On n’arrive pourtant pas à croire que les sciences sociales soient inutiles : au contraire. Entre autres, pour faire échapper à la culpabilisation que l’univers concurrentiel tend à accentuer. Mais aussi parce que la maîtrise des armes pour se défendre contre la domination culturelle fait partie de la culture indispensable. Si enfin elles étaient entendues, la sociologie pourrait même prévenir parfois les politiques publiques et les entreprises politiques que l’on sait d’avance vouées à l’échec. Elle pourrait aider à mettre en question la violence des routines bureaucratiques et les aliénations par le travail. Est-ce que le seul avenir envisageable est l’entreprise généralisée et le marché son instrument indiscutable ? Est-ce que le probable épuise l’univers des possibles ? Les sciences sociales ne cessent de rappeler que ce que l’histoire a fait, l’histoire peut le défaire.
Nous pensons souhaitable de donner une force éditoriale rénovée aux résultats des enquêtes en sciences sociales. Nous pensons souhaitable d’en assurer une vulgarisation informée, une diffusion élargie.

——————

À FAIRE |
A) Recopiez mot pour mot, dans le texte sur les sciences sociales, le passage qui va de "On n’arrive pourtant" jusqu'à "peut le défaire.".
B) Répondez à ces questions à partir du texte sur les sciences sociales :
(i) Qu'est-ce que la sociologie pourrait aider à mettre en question ?
(ii) Que ne cessent de rappeler les sciences sociales ?
(iii) À quoi est-il jugé souhaitable de donner une force éditoriale rénovée ?
Les entrées qui suivent proviennent d'une autre source que le texte.

Lignes de données:

——————

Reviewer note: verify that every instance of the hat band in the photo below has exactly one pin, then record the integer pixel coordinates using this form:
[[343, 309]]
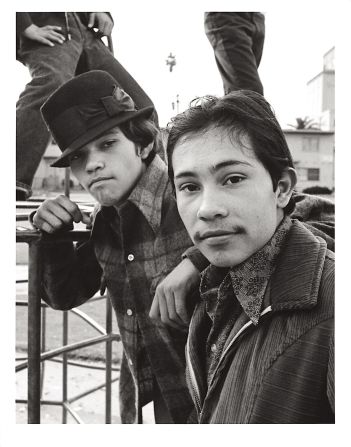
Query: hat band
[[77, 120]]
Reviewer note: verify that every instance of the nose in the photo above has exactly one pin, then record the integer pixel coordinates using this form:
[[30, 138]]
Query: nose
[[94, 162], [211, 207]]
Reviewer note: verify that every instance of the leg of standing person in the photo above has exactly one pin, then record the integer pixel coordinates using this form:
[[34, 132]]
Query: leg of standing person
[[49, 68], [97, 56], [237, 40]]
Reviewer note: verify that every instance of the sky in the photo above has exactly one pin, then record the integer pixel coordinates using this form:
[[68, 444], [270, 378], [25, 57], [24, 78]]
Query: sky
[[295, 43], [298, 34]]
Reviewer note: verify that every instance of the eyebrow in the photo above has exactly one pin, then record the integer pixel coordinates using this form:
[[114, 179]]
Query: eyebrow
[[214, 168]]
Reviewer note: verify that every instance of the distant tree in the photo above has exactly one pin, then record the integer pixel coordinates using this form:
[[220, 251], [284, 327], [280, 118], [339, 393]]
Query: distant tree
[[305, 123]]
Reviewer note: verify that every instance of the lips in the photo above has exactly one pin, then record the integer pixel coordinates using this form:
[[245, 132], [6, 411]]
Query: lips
[[98, 179], [214, 235]]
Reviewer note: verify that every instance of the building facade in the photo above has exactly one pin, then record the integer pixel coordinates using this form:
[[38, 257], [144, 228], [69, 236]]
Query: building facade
[[314, 157]]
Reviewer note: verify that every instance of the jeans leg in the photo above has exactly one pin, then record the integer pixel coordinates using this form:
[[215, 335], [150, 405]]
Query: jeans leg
[[231, 36], [99, 57], [49, 67]]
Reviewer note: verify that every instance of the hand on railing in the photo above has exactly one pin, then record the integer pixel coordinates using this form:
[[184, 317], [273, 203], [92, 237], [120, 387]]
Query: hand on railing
[[57, 214]]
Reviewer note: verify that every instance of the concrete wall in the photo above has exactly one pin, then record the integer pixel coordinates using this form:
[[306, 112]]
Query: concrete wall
[[312, 151]]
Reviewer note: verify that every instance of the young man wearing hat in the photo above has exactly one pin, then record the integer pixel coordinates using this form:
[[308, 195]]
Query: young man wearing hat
[[261, 339], [137, 236], [136, 243]]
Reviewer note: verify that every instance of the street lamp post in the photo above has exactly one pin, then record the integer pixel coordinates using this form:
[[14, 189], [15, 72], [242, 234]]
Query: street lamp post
[[171, 62]]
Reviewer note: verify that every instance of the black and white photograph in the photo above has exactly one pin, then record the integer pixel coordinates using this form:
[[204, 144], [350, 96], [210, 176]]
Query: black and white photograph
[[174, 262]]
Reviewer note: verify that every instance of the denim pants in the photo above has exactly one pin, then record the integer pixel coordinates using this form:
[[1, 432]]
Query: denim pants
[[237, 39], [49, 68]]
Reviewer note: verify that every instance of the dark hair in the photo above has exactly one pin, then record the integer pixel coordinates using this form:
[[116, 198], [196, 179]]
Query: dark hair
[[143, 131], [241, 113]]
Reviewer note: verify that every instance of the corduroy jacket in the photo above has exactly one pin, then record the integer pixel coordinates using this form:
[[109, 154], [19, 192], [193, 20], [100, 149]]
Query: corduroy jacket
[[282, 370]]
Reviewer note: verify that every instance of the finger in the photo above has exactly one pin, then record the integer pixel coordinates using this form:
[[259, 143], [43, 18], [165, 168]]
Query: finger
[[180, 306], [164, 313], [91, 20], [45, 41], [55, 38], [53, 27], [48, 221], [154, 313], [71, 207]]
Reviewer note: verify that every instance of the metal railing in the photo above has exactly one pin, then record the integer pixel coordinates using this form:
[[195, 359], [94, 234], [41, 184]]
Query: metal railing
[[37, 355]]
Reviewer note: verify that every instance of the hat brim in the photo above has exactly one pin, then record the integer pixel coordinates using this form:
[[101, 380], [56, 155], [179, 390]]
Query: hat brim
[[94, 132]]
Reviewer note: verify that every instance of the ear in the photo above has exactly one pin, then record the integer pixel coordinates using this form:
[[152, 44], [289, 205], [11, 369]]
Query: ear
[[285, 187], [144, 153]]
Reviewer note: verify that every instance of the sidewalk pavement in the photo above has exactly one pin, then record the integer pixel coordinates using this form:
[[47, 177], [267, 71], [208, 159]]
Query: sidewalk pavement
[[91, 408]]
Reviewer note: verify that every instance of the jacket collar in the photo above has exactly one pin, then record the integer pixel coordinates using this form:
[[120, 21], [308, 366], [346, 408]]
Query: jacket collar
[[295, 282], [148, 193], [147, 196]]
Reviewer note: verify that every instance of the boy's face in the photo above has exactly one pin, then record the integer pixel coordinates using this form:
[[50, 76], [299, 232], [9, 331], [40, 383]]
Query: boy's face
[[108, 167], [225, 197]]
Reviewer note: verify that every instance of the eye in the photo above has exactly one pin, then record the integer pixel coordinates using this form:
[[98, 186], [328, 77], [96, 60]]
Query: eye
[[75, 156], [233, 179], [108, 143], [188, 187]]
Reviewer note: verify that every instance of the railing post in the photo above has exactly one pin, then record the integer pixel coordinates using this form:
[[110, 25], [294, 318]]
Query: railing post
[[108, 351], [34, 329]]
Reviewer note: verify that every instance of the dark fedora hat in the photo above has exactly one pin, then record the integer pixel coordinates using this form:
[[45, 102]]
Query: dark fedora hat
[[85, 107]]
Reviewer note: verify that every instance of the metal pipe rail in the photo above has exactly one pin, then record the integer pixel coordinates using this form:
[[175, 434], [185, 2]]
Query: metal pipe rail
[[36, 357]]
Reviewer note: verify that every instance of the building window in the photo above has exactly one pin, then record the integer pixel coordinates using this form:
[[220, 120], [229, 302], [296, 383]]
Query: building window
[[310, 144], [313, 174]]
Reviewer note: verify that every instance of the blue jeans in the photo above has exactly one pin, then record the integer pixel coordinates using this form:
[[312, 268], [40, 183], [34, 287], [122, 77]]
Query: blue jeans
[[237, 39], [49, 68]]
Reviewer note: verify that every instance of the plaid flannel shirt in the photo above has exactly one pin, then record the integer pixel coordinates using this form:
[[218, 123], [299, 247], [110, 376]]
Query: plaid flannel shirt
[[131, 249]]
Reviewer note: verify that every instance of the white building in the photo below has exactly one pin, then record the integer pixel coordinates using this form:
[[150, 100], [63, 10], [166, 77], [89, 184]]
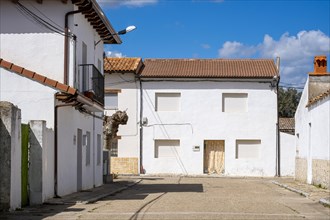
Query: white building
[[52, 69], [122, 90], [313, 127], [202, 116]]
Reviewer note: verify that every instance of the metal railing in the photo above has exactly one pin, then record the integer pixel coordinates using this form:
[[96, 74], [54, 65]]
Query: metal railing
[[91, 82]]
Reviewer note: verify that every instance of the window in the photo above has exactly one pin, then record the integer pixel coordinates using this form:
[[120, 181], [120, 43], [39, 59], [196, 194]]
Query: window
[[88, 147], [99, 149], [114, 148], [166, 148], [168, 101], [99, 65], [234, 102], [111, 100], [248, 149]]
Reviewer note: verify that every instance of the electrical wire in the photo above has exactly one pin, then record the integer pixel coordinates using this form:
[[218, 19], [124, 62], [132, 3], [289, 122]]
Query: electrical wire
[[38, 20]]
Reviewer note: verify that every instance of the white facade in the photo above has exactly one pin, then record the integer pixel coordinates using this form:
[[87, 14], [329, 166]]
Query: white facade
[[312, 138], [27, 44], [128, 100], [287, 154], [247, 127]]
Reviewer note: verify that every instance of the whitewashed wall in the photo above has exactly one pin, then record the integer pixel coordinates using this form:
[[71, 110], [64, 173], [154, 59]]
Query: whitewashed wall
[[201, 118], [38, 49], [128, 99], [29, 45], [69, 122], [288, 154]]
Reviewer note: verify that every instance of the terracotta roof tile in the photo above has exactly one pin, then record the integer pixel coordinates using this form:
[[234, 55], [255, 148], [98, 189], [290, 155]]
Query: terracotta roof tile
[[37, 77], [209, 68], [123, 64], [318, 98]]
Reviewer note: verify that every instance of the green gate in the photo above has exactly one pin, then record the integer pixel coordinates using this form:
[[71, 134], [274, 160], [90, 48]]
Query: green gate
[[25, 163]]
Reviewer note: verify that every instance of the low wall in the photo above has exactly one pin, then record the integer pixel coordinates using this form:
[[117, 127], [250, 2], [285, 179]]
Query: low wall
[[321, 173], [124, 165]]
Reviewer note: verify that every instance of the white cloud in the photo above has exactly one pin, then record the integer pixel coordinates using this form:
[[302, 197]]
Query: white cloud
[[114, 54], [205, 46], [296, 52], [128, 3]]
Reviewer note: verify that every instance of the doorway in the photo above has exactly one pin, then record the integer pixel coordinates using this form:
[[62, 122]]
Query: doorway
[[214, 156], [79, 160]]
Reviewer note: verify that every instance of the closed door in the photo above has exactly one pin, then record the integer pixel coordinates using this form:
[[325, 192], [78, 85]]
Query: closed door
[[79, 159], [214, 156]]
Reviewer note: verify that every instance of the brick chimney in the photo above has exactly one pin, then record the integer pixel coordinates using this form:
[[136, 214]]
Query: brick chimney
[[320, 65]]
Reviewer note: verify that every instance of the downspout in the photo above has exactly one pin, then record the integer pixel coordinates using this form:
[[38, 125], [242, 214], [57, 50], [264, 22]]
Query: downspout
[[56, 145], [278, 144], [141, 128], [66, 42]]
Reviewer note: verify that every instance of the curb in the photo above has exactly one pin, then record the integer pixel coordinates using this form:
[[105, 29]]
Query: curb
[[291, 189], [95, 199], [325, 202]]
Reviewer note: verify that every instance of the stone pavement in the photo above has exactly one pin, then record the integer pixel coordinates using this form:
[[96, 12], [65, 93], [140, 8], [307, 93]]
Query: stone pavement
[[310, 191], [95, 194]]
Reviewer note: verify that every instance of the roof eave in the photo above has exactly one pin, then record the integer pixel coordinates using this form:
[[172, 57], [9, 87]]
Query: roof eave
[[107, 23]]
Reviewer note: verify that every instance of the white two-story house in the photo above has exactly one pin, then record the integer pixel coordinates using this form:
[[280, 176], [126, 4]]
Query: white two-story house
[[51, 67], [199, 116], [313, 128]]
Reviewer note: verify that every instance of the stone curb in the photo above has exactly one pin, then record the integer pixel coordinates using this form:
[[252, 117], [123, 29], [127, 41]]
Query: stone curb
[[95, 199], [323, 201], [291, 189]]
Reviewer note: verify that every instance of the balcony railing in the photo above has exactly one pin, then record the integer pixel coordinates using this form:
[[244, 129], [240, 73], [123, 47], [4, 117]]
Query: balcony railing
[[91, 82]]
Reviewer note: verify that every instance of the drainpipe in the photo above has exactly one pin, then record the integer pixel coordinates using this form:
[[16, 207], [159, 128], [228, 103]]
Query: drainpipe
[[141, 128], [66, 42], [56, 145], [278, 145]]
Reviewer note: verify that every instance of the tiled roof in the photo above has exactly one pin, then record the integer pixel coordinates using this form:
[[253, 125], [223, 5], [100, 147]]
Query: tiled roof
[[318, 98], [124, 64], [37, 77], [209, 68], [286, 124], [95, 16]]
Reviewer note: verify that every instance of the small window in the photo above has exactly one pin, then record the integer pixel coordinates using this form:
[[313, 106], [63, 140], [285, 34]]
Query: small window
[[166, 148], [111, 100], [234, 102], [99, 65], [168, 101], [114, 148], [88, 148], [99, 149], [248, 149]]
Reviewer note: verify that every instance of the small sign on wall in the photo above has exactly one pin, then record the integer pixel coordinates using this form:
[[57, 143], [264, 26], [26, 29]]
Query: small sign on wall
[[196, 148]]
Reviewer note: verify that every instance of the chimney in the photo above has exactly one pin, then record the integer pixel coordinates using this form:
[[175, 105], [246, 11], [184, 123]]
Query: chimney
[[320, 65]]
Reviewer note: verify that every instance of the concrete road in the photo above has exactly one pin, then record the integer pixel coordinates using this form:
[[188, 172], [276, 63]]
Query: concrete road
[[197, 198]]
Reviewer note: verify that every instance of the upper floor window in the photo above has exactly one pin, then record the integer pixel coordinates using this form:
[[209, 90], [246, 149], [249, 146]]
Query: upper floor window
[[168, 101], [84, 53], [111, 100], [234, 102]]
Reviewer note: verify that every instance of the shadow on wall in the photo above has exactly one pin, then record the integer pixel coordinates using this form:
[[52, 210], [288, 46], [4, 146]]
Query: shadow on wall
[[5, 159]]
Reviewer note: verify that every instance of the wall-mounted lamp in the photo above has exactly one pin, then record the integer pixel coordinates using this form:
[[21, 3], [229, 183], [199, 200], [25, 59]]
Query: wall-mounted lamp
[[124, 31]]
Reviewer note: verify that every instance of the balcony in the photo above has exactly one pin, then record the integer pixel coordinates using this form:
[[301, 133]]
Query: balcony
[[91, 82]]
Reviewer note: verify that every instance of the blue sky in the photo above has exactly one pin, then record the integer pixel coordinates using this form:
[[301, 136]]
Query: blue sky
[[294, 30]]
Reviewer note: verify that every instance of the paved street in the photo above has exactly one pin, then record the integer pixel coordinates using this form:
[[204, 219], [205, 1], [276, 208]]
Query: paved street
[[190, 198]]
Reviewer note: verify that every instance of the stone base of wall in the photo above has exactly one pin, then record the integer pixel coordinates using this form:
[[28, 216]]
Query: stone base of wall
[[301, 169], [321, 173], [124, 165]]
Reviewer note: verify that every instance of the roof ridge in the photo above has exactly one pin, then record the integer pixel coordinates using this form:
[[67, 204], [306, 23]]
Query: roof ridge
[[36, 77]]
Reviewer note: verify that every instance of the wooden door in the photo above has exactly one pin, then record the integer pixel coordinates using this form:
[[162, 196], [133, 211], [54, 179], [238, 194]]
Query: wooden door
[[214, 156]]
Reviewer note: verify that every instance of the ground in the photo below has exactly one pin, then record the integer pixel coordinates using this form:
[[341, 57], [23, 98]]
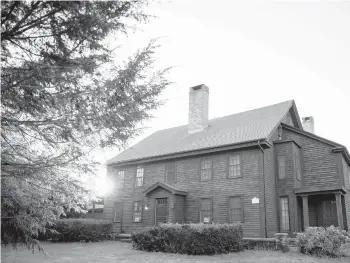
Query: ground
[[107, 252]]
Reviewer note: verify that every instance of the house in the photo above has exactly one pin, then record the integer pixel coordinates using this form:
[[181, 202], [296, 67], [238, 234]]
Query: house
[[263, 167], [95, 210]]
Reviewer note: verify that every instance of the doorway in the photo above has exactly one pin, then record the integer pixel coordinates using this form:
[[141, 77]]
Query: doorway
[[161, 210]]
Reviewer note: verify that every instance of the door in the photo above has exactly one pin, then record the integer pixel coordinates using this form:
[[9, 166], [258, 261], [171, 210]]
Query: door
[[161, 210], [118, 212], [330, 213]]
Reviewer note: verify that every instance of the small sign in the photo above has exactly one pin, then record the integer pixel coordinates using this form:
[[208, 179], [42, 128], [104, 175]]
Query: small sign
[[255, 200]]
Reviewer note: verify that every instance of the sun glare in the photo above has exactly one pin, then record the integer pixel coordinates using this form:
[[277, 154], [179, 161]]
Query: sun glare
[[103, 186]]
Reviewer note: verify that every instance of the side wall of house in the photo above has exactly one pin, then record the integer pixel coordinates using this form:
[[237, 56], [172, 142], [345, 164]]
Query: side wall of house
[[285, 187], [270, 188], [346, 174], [188, 175], [319, 164]]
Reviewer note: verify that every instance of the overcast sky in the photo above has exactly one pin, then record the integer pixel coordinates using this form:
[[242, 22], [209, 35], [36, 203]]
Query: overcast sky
[[253, 54]]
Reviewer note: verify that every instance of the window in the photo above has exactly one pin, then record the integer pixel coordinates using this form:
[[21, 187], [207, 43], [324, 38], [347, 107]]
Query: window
[[297, 167], [281, 161], [137, 211], [139, 177], [234, 166], [205, 169], [284, 216], [170, 175], [235, 209], [120, 179], [205, 212], [118, 211]]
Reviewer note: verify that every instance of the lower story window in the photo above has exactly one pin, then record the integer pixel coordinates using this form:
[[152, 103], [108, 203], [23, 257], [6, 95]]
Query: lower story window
[[235, 209], [205, 212], [284, 216], [137, 211]]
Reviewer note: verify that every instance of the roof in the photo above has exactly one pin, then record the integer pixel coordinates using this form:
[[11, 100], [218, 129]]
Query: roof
[[170, 188], [238, 128]]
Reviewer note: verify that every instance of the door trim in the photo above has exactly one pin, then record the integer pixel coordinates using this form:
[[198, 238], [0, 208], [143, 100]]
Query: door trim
[[155, 208]]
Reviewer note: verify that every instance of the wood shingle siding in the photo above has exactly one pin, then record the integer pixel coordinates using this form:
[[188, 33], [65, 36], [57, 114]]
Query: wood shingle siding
[[319, 166]]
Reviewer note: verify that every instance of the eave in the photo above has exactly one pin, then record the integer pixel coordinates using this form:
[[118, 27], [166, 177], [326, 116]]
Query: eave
[[165, 186], [249, 144]]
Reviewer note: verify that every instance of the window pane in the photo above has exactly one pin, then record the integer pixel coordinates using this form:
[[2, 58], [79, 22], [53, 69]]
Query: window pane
[[137, 211], [120, 179], [234, 169], [206, 203], [284, 217], [206, 174], [235, 209], [170, 177], [281, 167], [205, 216], [170, 166], [139, 177], [205, 212]]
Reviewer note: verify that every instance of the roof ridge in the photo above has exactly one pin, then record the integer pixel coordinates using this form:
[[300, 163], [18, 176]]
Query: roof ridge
[[164, 138]]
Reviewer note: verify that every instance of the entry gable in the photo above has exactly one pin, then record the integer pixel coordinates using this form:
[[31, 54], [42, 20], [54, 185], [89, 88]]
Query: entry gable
[[165, 186]]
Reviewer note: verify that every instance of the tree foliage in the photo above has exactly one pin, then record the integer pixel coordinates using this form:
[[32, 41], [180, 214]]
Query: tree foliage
[[62, 97]]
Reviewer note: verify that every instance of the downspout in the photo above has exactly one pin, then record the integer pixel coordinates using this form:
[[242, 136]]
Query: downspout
[[263, 174]]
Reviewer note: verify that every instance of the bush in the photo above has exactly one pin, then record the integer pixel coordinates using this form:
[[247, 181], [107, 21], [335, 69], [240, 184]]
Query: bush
[[321, 241], [260, 245], [79, 230], [191, 239]]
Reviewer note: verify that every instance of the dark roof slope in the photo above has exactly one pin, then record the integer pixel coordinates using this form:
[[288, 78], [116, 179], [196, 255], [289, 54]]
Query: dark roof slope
[[233, 129]]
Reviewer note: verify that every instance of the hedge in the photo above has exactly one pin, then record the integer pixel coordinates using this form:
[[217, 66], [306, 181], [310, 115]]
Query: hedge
[[191, 239], [320, 241], [78, 230]]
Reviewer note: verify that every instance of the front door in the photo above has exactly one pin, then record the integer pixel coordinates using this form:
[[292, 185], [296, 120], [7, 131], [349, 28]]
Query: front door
[[330, 213], [161, 210]]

——————

RÉPONSES |
A)
On n’arrive pourtant pas à croire que les sciences sociales soient inutiles : au contraire. Entre autres, pour faire échapper à la culpabilisation que l’univers concurrentiel tend à accentuer. Mais aussi parce que la maîtrise des armes pour se défendre contre la domination culturelle fait partie de la culture indispensable. Si enfin elles étaient entendues, la sociologie pourrait même prévenir parfois les politiques publiques et les entreprises politiques que l’on sait d’avance vouées à l’échec. Elle pourrait aider à mettre en question la violence des routines bureaucratiques et les aliénations par le travail. Est-ce que le seul avenir envisageable est l’entreprise généralisée et le marché son instrument indiscutable ? Est-ce que le probable épuise l’univers des possibles ? Les sciences sociales ne cessent de rappeler que ce que l’histoire a fait, l’histoire peut le défaire.

B)
(i) La violence des routines bureaucratiques et les aliénations par le travail.
(ii) Que ce que l'histoire a fait, l'histoire peut le défaire.
(iii) Aux résultats des enquêtes en sciences sociales.